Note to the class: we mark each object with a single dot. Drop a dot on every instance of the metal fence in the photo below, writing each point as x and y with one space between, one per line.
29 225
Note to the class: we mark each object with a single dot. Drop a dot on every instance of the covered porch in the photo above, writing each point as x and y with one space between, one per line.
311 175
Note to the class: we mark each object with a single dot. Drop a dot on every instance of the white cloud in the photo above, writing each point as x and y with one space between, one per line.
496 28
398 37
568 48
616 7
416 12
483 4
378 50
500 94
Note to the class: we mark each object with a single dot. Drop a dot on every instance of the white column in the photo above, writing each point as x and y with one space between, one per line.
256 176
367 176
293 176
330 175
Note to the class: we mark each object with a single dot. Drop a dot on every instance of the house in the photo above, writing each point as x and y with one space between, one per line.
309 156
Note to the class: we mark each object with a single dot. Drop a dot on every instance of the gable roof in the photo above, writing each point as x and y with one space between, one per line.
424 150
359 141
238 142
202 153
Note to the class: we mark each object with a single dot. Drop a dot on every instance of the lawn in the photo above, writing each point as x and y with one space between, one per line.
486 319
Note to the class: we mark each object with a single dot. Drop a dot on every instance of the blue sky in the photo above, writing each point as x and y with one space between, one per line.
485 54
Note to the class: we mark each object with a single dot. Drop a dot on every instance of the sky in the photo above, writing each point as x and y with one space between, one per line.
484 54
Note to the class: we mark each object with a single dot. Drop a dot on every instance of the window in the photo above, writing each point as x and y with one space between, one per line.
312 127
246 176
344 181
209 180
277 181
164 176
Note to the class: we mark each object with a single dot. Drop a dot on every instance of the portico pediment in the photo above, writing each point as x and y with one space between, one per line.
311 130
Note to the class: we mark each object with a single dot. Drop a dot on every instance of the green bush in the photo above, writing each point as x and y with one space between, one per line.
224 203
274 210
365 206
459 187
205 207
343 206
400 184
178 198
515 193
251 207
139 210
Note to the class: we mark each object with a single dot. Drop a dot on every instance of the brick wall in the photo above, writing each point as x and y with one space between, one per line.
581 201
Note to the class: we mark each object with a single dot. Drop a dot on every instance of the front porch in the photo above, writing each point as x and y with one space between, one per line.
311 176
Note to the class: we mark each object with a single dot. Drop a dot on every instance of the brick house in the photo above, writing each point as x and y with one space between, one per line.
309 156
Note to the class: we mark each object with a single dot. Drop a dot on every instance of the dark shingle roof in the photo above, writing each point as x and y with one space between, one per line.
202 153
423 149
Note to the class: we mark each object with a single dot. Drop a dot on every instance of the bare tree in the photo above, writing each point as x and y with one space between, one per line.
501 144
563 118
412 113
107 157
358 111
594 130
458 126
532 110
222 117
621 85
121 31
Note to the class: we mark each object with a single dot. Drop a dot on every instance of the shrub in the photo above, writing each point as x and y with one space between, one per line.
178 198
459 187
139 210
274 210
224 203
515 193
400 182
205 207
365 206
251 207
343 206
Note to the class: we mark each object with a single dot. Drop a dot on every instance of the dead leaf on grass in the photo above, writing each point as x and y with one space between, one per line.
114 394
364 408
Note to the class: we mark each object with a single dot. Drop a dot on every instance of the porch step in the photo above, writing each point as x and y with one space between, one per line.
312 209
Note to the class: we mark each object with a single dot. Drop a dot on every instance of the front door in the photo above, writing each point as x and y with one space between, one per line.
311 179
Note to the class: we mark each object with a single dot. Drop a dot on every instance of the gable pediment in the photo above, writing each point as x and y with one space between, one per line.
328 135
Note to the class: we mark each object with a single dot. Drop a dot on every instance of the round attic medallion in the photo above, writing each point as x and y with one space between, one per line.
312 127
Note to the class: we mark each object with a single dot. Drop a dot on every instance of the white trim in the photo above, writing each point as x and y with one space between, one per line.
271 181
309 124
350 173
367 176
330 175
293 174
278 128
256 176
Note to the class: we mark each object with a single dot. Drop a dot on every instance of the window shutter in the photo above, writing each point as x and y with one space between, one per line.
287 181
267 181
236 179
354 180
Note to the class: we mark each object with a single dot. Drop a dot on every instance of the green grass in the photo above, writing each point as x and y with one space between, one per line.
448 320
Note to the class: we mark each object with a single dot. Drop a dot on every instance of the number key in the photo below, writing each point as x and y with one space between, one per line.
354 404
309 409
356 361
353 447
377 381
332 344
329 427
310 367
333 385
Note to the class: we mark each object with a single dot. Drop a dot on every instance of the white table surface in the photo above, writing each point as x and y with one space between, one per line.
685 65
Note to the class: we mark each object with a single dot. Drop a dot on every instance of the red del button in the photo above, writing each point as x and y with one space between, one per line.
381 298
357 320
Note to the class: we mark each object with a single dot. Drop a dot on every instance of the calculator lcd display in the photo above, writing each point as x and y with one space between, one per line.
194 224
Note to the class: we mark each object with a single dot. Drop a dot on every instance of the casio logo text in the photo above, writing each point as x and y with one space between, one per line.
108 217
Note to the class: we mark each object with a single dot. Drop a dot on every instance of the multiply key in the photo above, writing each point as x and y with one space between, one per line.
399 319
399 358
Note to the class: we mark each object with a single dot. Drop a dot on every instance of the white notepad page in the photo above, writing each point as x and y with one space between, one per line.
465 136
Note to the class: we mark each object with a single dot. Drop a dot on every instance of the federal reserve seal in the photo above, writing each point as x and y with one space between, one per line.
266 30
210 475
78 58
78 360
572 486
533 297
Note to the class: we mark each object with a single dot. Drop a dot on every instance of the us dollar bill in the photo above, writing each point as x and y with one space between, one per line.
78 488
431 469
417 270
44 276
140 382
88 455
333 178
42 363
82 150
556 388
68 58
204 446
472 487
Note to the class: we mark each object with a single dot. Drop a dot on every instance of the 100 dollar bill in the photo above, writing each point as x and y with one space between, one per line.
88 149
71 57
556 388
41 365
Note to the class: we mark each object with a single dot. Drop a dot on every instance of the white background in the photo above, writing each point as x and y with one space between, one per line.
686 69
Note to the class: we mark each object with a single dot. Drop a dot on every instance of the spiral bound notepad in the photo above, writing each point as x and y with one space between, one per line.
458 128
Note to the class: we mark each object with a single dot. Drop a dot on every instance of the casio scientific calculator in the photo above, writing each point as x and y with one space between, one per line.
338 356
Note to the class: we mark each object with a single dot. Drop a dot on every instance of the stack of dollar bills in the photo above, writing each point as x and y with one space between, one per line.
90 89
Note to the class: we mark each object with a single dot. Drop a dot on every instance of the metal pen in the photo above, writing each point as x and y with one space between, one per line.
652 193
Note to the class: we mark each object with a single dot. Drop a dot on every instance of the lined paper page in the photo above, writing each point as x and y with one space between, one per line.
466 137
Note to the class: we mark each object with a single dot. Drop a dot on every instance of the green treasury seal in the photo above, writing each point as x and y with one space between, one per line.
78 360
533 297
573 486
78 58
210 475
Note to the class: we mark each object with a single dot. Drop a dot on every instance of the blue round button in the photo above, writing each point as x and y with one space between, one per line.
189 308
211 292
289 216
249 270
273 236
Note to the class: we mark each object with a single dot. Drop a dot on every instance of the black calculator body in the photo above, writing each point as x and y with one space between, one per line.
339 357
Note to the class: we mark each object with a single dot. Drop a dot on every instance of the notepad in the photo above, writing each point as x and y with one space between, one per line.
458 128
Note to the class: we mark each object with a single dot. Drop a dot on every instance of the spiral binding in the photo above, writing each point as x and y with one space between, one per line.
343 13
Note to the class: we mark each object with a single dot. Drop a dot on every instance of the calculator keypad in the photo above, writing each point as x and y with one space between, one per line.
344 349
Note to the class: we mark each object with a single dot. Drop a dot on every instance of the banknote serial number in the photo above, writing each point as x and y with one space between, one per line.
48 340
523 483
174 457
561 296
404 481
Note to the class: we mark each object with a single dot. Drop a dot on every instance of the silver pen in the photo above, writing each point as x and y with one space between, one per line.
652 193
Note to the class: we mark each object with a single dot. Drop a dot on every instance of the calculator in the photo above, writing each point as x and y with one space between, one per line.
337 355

> _Try it_:
Output only the lines from the one with "of the notepad" through the last line of the entries above; please keep them exact.

> _Task result_:
Note to the class: we mark each object with a single dot. Drop a dot on every instance of the notepad in the photo above, writing each point as x and y with one space between, one per line.
458 128
Note to the class: we mark each object with a single dot. Drop a dot on every instance of the spiral binding in the photo above, writing each point as x and y with one space between, one per line.
343 13
Note to the class: we mark each object with a single dot. Drop a dot on every instance of the calculator keypad in the photo above, writing each point as x and y with one space between, one per line.
344 349
Note to the class: we mark each object with a single dot. Drop a dot on every instance of the banknote serial number in the photo above, writing each point as x and y with one space between, one per line.
48 340
523 483
174 457
561 296
404 481
Note to the class: we mark each object with a single dot. Drop a dot on every instance of the silver pen in the photo above, writing each point as x and y with one space between, one per line.
652 193
Note to the class: we mark each object with a single dot. Drop a dot on every instance of the calculator in the photo above, writing each point as x and y with one space between, one per line.
337 355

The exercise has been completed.